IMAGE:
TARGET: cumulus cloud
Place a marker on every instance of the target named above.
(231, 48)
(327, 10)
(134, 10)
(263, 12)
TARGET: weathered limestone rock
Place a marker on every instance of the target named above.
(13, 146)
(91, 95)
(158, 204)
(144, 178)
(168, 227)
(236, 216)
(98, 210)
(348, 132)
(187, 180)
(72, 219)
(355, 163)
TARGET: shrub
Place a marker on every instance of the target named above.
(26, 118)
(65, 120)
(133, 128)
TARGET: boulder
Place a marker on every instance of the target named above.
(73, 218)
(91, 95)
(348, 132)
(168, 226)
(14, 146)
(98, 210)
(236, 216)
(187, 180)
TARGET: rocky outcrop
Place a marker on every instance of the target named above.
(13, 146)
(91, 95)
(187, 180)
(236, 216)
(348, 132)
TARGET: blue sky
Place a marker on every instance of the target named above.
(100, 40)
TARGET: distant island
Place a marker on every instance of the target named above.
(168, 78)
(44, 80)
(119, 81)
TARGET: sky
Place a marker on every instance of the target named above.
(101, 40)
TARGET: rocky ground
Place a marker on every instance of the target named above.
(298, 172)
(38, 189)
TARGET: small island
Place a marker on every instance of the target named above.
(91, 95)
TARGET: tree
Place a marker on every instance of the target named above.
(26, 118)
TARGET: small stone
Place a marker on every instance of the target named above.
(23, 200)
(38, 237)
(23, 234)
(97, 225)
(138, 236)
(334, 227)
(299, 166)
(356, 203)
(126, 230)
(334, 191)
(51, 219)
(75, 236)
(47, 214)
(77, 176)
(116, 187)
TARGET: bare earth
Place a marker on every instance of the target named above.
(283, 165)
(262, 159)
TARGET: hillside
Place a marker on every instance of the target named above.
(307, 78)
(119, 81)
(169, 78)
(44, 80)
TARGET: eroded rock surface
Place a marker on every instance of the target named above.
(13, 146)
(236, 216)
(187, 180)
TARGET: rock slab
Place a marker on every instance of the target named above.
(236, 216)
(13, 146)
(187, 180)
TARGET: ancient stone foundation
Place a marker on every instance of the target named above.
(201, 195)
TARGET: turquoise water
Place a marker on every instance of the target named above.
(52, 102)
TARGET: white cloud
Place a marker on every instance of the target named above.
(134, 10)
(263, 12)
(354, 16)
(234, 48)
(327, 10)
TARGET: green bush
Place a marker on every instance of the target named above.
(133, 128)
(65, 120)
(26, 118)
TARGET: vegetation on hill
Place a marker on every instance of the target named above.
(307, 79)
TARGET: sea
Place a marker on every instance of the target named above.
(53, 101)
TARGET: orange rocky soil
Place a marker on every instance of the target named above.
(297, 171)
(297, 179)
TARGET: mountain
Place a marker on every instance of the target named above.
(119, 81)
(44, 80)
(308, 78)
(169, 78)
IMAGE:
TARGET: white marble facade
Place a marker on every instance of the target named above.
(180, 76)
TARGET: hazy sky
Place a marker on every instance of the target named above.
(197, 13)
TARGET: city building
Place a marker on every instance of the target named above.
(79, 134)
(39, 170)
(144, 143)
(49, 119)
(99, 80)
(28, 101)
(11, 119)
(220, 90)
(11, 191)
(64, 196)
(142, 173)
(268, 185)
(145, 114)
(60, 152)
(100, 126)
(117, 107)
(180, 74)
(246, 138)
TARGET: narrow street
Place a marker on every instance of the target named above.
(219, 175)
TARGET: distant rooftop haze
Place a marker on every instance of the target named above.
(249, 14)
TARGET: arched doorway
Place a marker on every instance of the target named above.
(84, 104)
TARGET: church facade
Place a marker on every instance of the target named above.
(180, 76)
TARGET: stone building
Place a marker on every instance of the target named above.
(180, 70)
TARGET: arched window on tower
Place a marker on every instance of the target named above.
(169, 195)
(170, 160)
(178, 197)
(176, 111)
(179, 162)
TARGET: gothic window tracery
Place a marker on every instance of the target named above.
━━━━━━
Every record should be repeated exactly; please leave none out.

IMAGE:
TARGET: cumulus cloud
Place a marker on every instance of the target named above.
(231, 48)
(327, 10)
(134, 10)
(263, 12)
TARGET: weathered limestone rock
Place a marker on every instance of the target named above.
(13, 146)
(91, 95)
(158, 204)
(144, 178)
(168, 227)
(236, 216)
(98, 210)
(348, 132)
(187, 180)
(72, 219)
(355, 163)
TARGET: shrub
Place a marker on every instance of the target named above.
(26, 118)
(65, 120)
(133, 128)
TARGET: boulder
Place a marker on every instance of the target named above.
(73, 218)
(91, 95)
(348, 132)
(168, 226)
(14, 146)
(98, 210)
(236, 216)
(187, 180)
TARGET: rocky outcrop
Place a marker on every instance of the target named above.
(13, 146)
(91, 95)
(187, 180)
(236, 216)
(348, 132)
TARGET: blue sky
Place a marker on every instance of the target named above.
(100, 40)
TARGET: distant island
Place a marker on every instance of the target named above.
(168, 78)
(44, 80)
(119, 81)
TARGET: sky
Place a marker on every instance of the target named above.
(101, 40)
TARGET: rocky ground
Place a marker on every instance of the target named above.
(298, 172)
(38, 189)
TARGET: small island
Place a marker on every instance of the target named above.
(91, 95)
TARGET: tree
Place a marker on every instance of the target named above.
(26, 118)
TARGET: small stone
Place a marker on every instance of the target named above.
(23, 200)
(38, 237)
(23, 234)
(97, 225)
(138, 236)
(334, 227)
(299, 166)
(356, 203)
(126, 230)
(334, 191)
(51, 219)
(75, 236)
(47, 214)
(77, 176)
(116, 187)
TARGET: bare earth
Place a marker on every instance of the target named above.
(283, 165)
(262, 159)
TARGET: hillside
Place a marker on every instance of the target named above.
(307, 78)
(119, 81)
(169, 78)
(44, 80)
TARGET: eroded rock surface
Place a marker on every instance of the target named above.
(13, 146)
(236, 216)
(187, 180)
TARGET: rock slab
Place a marker on every instance of the target named above.
(236, 216)
(13, 146)
(187, 180)
TARGET: ancient stone foundation
Place a marker on every instance of the target named above.
(201, 195)
TARGET: turquoise water
Place a marker on every instance of the target named above.
(52, 102)
TARGET: white cloud
Place a marker on every instance of the target named above.
(134, 10)
(263, 12)
(354, 16)
(234, 48)
(327, 10)
TARGET: green bush
Place a marker on every instance of the target named above.
(133, 128)
(65, 120)
(26, 118)
TARGET: vegetation on hill
Place a marker on every instance of the target named above.
(307, 79)
TARGET: sea
Place a marker on every instance of the target named above.
(53, 101)
TARGET: orange rocky soil
Place a marker on every instance of the target named above.
(297, 171)
(297, 179)
TARGET: mountain
Place a marker on every instance of the target named above.
(119, 81)
(44, 80)
(308, 78)
(169, 78)
IMAGE:
TARGET: white marble facade
Place a marker on every instance of the target named above.
(180, 76)
TARGET: hazy sky
Place a marker on every instance of the target named above.
(197, 13)
TARGET: city building
Place a marker on every instance of the target named above.
(79, 134)
(39, 170)
(144, 143)
(49, 119)
(99, 80)
(28, 101)
(11, 119)
(220, 90)
(11, 191)
(64, 196)
(142, 173)
(268, 185)
(145, 114)
(60, 152)
(100, 126)
(117, 107)
(180, 74)
(246, 138)
TARGET: narrow street
Place a marker on every instance of the target named above.
(219, 175)
TARGET: distant rooftop haze
Place a marker on every instance of the target named above.
(249, 14)
TARGET: arched doorway
Place a marker on every instance of the target named above.
(84, 104)
TARGET: church facade
Place a marker on every instance of the target named above.
(180, 76)
TARGET: stone building
Place a marker on every instance of the target named above.
(180, 70)
TARGET: arched window on tower
Place a marker on every instance of the target named above.
(169, 195)
(170, 160)
(178, 197)
(176, 111)
(179, 162)
TARGET: gothic window tracery
Place a marker on every instance of the target named above.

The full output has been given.